● Work to be completed:
Filter these entries down to lines holding "below".

───── Data for this task

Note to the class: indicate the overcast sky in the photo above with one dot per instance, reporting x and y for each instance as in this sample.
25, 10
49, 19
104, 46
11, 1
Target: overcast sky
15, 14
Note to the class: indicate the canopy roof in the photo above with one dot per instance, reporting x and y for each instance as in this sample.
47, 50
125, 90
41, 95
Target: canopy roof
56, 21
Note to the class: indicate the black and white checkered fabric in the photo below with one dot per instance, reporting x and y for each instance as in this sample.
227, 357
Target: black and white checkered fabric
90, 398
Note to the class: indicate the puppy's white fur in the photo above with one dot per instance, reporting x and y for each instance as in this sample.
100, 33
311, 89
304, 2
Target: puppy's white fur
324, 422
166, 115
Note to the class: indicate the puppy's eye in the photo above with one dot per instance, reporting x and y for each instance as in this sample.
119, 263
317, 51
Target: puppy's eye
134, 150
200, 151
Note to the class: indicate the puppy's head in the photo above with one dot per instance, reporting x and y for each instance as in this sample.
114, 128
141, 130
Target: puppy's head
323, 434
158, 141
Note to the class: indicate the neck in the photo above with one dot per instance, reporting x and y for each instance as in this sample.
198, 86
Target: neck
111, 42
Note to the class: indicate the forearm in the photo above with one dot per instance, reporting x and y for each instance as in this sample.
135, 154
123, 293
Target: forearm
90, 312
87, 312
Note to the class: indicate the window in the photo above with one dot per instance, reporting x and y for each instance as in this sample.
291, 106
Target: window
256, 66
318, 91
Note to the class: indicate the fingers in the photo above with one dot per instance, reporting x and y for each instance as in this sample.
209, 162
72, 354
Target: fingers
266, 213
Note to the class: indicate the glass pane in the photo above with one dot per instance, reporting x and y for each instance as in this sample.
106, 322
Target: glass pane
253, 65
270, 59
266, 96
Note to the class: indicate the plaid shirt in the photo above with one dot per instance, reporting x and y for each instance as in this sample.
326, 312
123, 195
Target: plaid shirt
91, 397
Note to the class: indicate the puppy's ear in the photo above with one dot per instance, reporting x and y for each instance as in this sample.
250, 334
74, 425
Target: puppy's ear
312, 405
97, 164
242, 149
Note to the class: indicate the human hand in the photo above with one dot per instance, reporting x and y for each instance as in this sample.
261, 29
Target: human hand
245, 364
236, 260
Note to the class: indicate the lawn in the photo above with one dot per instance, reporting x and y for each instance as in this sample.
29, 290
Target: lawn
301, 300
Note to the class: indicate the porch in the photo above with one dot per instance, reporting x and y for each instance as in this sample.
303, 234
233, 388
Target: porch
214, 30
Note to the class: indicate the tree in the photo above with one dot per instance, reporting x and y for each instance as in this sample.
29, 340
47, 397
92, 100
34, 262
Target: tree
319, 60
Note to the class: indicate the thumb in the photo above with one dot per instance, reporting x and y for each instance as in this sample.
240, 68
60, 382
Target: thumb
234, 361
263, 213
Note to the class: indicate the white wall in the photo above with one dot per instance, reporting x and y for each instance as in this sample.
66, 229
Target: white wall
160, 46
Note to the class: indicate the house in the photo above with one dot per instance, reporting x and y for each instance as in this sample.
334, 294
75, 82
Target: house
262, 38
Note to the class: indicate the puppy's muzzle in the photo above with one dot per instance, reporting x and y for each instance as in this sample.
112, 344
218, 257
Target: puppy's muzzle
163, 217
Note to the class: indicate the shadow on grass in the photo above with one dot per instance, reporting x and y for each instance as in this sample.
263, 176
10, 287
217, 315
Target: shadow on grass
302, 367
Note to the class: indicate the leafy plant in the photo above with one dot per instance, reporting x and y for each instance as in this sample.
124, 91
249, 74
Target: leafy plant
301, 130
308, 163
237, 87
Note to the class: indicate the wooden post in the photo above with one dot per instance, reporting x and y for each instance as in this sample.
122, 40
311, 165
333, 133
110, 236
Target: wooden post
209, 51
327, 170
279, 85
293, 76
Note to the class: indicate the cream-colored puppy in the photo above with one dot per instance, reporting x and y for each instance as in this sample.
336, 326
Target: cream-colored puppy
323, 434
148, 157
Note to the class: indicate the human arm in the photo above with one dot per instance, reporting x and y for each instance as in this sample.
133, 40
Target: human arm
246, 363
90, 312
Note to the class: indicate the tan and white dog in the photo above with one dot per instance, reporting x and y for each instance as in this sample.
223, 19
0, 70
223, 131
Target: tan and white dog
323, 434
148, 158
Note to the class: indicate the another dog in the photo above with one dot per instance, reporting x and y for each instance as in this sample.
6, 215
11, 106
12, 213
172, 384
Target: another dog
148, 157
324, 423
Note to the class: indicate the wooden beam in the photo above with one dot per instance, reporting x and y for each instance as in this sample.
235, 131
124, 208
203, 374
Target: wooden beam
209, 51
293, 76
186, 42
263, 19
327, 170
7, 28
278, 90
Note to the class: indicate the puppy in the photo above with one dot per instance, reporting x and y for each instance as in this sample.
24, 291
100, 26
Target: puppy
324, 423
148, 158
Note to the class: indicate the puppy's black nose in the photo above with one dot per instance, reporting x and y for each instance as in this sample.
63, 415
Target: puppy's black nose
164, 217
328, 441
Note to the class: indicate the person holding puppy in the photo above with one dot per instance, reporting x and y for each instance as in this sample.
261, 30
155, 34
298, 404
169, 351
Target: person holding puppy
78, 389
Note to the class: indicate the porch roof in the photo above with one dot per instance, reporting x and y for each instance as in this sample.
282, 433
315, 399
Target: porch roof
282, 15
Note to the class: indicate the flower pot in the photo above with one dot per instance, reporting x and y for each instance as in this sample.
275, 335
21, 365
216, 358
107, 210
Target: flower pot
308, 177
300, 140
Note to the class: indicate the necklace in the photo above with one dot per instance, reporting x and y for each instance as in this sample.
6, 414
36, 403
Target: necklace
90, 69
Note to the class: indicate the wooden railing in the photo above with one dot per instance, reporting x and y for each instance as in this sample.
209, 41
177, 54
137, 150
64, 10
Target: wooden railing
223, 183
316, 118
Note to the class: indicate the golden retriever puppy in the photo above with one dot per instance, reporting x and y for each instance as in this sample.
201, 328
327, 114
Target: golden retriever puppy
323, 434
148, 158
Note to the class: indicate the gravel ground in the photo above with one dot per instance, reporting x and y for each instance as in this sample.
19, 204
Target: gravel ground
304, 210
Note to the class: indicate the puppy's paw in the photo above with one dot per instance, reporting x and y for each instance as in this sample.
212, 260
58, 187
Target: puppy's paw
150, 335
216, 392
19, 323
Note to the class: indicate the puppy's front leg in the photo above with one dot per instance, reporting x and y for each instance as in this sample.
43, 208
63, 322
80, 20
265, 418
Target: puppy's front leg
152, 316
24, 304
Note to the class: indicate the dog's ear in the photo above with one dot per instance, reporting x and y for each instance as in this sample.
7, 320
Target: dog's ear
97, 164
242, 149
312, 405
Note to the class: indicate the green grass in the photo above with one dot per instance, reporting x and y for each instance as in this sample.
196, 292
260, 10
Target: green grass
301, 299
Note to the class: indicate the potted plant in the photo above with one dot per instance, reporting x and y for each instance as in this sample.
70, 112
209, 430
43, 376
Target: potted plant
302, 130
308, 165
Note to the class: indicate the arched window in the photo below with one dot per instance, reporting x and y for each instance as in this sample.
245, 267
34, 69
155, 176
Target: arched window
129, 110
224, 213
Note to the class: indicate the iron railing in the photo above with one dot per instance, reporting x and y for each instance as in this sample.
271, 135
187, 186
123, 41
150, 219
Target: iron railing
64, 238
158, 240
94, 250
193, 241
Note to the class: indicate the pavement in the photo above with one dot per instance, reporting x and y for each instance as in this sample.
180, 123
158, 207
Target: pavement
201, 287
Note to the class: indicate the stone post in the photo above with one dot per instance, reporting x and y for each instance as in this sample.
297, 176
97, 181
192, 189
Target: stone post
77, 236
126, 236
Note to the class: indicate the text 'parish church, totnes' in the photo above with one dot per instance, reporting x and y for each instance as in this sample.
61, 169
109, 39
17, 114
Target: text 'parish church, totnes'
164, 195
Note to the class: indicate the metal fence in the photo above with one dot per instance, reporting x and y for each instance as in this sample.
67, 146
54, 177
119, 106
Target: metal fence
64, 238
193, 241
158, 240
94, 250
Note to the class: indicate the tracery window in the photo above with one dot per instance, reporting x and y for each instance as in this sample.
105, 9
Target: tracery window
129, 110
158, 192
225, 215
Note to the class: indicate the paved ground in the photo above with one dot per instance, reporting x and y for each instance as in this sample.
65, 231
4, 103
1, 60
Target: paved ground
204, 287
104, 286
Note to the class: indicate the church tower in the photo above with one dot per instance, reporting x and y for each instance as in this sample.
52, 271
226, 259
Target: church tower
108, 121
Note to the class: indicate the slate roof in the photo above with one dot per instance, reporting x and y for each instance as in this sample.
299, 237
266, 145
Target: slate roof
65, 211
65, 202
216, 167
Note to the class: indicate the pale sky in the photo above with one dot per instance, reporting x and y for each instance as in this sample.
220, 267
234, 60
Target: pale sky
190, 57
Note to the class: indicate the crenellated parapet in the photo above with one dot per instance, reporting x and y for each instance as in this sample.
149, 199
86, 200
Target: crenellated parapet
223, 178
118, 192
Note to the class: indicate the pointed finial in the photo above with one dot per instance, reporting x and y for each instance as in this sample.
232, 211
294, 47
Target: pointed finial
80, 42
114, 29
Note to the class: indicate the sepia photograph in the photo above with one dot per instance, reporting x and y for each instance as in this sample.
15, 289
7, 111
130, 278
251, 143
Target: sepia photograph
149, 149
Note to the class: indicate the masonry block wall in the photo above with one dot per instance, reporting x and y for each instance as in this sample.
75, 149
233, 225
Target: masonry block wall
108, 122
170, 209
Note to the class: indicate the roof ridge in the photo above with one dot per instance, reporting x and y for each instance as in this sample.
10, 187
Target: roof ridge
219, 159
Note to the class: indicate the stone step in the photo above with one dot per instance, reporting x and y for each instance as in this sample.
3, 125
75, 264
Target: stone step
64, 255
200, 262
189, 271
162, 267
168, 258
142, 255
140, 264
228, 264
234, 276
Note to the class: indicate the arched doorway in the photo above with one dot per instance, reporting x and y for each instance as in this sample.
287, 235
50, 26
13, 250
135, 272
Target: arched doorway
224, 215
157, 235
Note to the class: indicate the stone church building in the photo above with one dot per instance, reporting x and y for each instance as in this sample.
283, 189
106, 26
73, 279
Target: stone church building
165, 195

──────────

● Result for this task:
Note to the class: indicate the black and white checkered fabric in the photo below with one dot per instance, reporting x and y for each instance as in this sample.
Note to the class: indicate the arched window in the photo below with one dot per instance, reporting x and y for each instance as in this sample.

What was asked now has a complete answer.